| Passage to read |
---
Here's how the game works: https://gist.github.com/pgblu/1fa0dccd75ecba154776

Things I've noticed:

  • 1a. The larger the ratio of known to unknown letters, the easier
  • 1b. The more contiguous known letters you have, the easier
    1. The more clue words you have (2 being the fewest), the easier
    1. The larger the pool of 'candidate words' for any pattern, the harder
    1. Finally, the more unusual the letters or patterns, the easier the puzzle (which is linked to #3 of course)
    1. Having the first letter a 'known' letter makes the puzzle easier

Would anyone like to share their thoughts on designing a difficulty rating algorithm?
---
| Data shown |
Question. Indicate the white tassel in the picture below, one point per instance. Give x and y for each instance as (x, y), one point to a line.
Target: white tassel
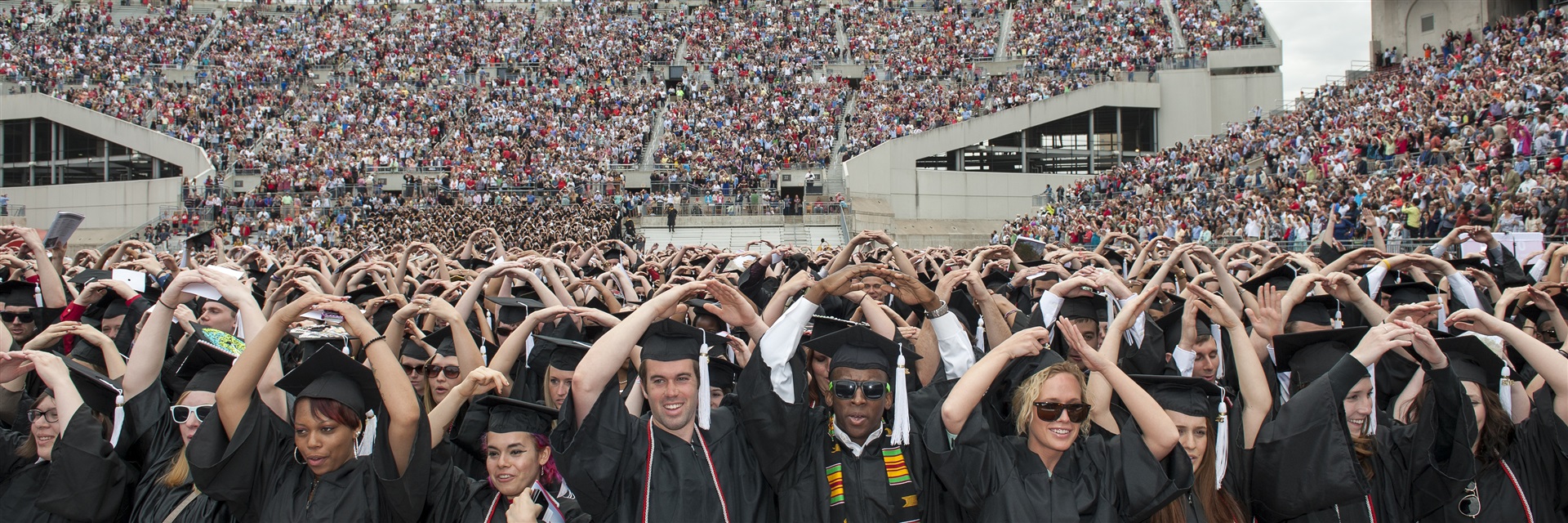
---
| Objectives |
(A) Copy out the portion of the post on word-puzzle difficulty between "Here's how the" and "difficulty rating algorithm?", inclusive.
(B) Extend the post on rating word-puzzle difficulty, beginning right after its final sentence.

| Answers to the problems |
(A)
Here's how the game works: https://gist.github.com/pgblu/1fa0dccd75ecba154776

Things I've noticed:

  • 1a. The larger the ratio of known to unknown letters, the easier
  • 1b. The more contiguous known letters you have, the easier
    1. The more clue words you have (2 being the fewest), the easier
    1. The larger the pool of 'candidate words' for any pattern, the harder
    1. Finally, the more unusual the letters or patterns, the easier the puzzle (which is linked to #3 of course)
    1. Having the first letter a 'known' letter makes the puzzle easier

Would anyone like to share their thoughts on designing a difficulty rating algorithm?

(B)
Easy puzzle:

  • _ I M E _ _ _ _ _
  • _ R A C _ _ _ _ _
  • _ R E A _ _ _ _ _
  • _ U R N _ _ _ _ _

Easy puzzle:

  • _ _ _ F F _ _ I
  • _ _ _ F F _ _ O
  • _ _ _ P H _ _ E
  • _ _ _ T U _ _ Y

Medium puzzle:

  • C _ _ _ V _ _ E
  • F _ _ _ B _ _ S

Hard puzzle:

  • A _ _ _ _ _
  • B _ _ _ _ _
  • C _ _ _ _ _
  • D _ _ _ _ _

Very hard puzzle:

  • _ _ _ _ _ _ S
  • _ _ _ _ _ _ T

solutions:

t...table, gra..it., .lea.ag., .erate, hideou. (the last one has more than one solution)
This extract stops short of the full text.